• Selected excerpt:

..............................

With Europe in crisis and the world teetering on the brink of a new global recession, that quarterly growth figure is a welcome ray of sunshine in an otherwise bleak outlook. The nation accounts for 23 percent of total world GDP.
The 2.8 percent headline figure represents the real (adjusted for inflation) growth in gross domestic product (GDP) between the third and fourth quarters of 2011, adjusted to account for ordinary seasonal variability and converted to an annual growth rate.
It compares favorably with both the 1.8 percent figure for the third quarter and the economy's long-term average annual growth rate of 2.5 percent over the past two decades.
Unfortunately for the United States and its trading partners, the news isn't as good as it seems.
Final sales — defined as GDP less change in private inventories — increased at a rate of only 0.8 percent in the fourth quarter.
In other words, only 0.8 percent of the fourth quarter's growth came from actual sales of goods and services. The other 2 percent came from businesses building up their inventories.
What does that mean? Here are two possible interpretations.
The optimistic interpretation is that businesses were accumulating inventory in late 2011 in anticipation of high sales figures in 2012. Seen in this light, inventories can be a leading economic indicator. They suggest stronger economic growth in 2012.
The pessimistic interpretation is that inventories rose in the fourth quarter of 2011 because businesses couldn't sell their goods. With sales slowing, inventories pile up. This view doesn't bode well for 2012.
While either interpretation could be correct, there's strong circumstantial evidence for the pessimistic interpretation.
When measured in actual dollars, without adjusting for inflation, nominal GDP rose at an annual rate of 3.2 percent annual rate in the fourth quarter, compared with a 4.4 percent rate in the third.

..............................

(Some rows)
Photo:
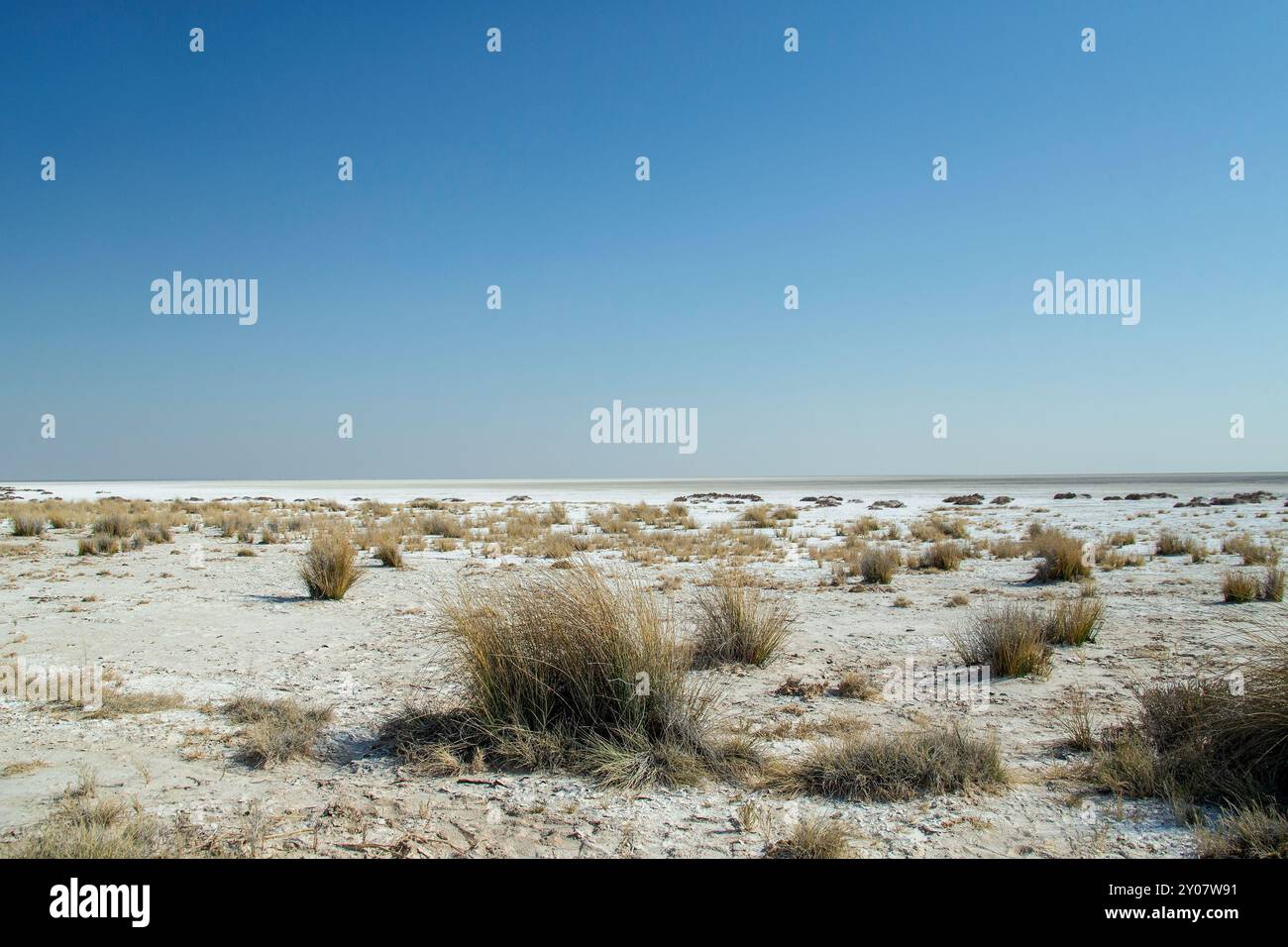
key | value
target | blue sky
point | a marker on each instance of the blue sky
(516, 169)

..............................

• Work to do:
• a. According to the text on fourth-quarter GDP growth, at what annual rate did final sales increase in the fourth quarter of 2011?
• b. Rewrite the rows above, replacing "marker" with "dot" and leaving everything else unchanged. Omit the pictures from your version.

• Answers given:
• a. 0.8 percent

• b.
Photo:
key | value
target | blue sky
point | a dot on each instance of the blue sky
(516, 169)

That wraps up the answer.